**Problem A**
In the baseball article, list every team that Zimmerman names in his quoted remark about young teams maturing in the division.
**Problem B**
Answer these questions about the baseball article:
(i) What record did the Nationals have at the end of April?
(ii) Which team did the Nationals beat 3-1 on Thursday?
(iii) In what year did the team move from Montreal to Washington?

**Text segment**
· · · ·

WASHINGTON, D.C. – It seems like forever ago that Nationals Park was Citizens Bank South, the place where Philadelphia baseball fans traveled en masse to see their hometown team at a time when the Phillies' actual home park was selling out on a regular basis.
Remember how much it got under the Nationals' skin that their stadium was being invaded by fans in red hats with the white 'P' on the front? Remember how a former Nats ticket executive concocted a scheme to keep Phillies fans away in 2012?
The teams on the field had the best solution to stop the Philadelphia invasions. The young Nationals got good in 2012 and mostly have stayed good ever since. The aging Phillies went bad that same year and haven't been good since. Phillies fans still trickle down I-95, but not the way they used to and the legion of Nationals fans has grown as the team has won four National League East titles in six years.
Ryan Zimmerman has lived through it all. He is the only player who has been with the Nationals every year since the team moved from Montreal to Washington in 2005 and he can see the division changing again before his eyes.
"You have these teams that have been young for a little while, which is what we went through years ago," Zimmerman said. "You're young and you lose and you stockpile talent and you kind of mature and come together as a team. I think you're starting to see that obviously with Atlanta and Philly and Miami will come down that road in a few years. The Mets have always been a team that has the talent if they can stay healthy."
Where do the Nationals fit into it all?
That's an interesting question as the Phillies prepare for their first series against the defending N.L. East champions Friday night at Nationals Park. Ask Zimmerman if the Nats are still the most talented team in the division and he will tell you yes. In fact, he said that even before he hit a home run Thursday that helped the Nats extend their season-high winning streak to five games with a 3-1 win over Pittsburgh. The victory got the Nats back to .500 for the first time since April 11.
Through April, the Nationals did not play good baseball. They finished the month with a 13-16 record and in fourth place in the division.
"I think Aprils are interesting," Zimmerman said. "It's such a small sample size, but everyone is so excited about the start of the season so everything gets magnified both ways — good and bad."
You can say believing what you see in April is for fools, but the last two times the Nationals finished the first month under .500 was 2013 and 2015. Those are the only two seasons they did not make the playoffs since 2012, which was the year they ended the Phillies' run of five straight division titles.

· · · ·

Natural-language object grounding data:
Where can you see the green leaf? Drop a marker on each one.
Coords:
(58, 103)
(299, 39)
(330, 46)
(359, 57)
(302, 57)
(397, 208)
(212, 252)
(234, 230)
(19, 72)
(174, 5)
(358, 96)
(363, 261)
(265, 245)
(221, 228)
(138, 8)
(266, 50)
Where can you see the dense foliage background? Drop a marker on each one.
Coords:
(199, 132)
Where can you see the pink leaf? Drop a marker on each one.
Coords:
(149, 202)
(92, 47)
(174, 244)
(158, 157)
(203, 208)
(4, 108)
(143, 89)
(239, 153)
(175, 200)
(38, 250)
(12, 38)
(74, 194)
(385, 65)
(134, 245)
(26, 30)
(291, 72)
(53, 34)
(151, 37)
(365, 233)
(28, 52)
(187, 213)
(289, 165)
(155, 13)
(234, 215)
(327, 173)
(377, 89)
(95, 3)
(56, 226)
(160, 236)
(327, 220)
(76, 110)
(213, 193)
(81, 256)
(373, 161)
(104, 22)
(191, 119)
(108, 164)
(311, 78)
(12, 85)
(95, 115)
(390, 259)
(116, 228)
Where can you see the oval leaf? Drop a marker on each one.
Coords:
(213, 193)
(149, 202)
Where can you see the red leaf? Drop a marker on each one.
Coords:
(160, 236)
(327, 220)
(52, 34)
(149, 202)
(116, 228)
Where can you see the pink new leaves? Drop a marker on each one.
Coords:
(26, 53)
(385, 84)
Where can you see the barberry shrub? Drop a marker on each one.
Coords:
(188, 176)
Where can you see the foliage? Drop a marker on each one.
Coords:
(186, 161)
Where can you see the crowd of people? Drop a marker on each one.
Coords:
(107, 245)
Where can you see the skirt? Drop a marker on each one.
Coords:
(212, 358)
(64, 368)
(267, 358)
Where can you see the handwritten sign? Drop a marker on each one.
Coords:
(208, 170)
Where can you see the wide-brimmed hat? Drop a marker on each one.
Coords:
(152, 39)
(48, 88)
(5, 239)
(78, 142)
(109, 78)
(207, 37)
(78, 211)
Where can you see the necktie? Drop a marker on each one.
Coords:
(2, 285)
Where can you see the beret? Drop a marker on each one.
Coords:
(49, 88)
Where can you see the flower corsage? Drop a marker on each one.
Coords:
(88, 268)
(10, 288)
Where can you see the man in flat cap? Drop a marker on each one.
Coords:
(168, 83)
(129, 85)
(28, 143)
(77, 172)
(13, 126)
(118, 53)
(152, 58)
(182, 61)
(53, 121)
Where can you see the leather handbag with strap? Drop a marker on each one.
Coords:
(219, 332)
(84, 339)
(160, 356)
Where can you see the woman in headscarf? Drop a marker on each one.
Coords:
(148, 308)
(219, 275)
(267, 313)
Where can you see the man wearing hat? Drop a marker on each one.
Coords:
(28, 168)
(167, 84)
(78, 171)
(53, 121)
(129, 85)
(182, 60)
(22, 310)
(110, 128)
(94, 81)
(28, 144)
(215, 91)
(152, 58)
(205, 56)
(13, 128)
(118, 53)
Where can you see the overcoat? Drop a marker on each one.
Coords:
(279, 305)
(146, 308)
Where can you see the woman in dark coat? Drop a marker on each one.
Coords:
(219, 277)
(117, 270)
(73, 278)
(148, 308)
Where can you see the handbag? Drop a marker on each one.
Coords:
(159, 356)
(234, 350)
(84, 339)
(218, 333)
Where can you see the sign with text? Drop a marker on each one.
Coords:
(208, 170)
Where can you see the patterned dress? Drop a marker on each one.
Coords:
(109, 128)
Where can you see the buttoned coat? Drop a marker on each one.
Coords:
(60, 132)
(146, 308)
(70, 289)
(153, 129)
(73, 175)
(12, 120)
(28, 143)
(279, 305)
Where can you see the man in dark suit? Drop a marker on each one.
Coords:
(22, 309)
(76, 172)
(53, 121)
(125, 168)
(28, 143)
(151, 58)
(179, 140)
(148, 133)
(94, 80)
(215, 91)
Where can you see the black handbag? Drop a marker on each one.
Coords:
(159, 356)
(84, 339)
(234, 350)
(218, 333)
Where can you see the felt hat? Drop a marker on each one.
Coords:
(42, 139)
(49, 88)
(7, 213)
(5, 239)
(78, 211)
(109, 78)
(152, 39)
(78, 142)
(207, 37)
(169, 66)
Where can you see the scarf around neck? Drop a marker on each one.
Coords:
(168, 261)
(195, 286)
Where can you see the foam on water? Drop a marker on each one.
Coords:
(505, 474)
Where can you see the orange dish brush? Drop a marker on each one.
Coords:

· · · ·

**Problem solution A**
Atlanta, Philly, Miami, the Mets

**Problem solution B**
(i) 13-16
(ii) Pittsburgh
(iii) 2005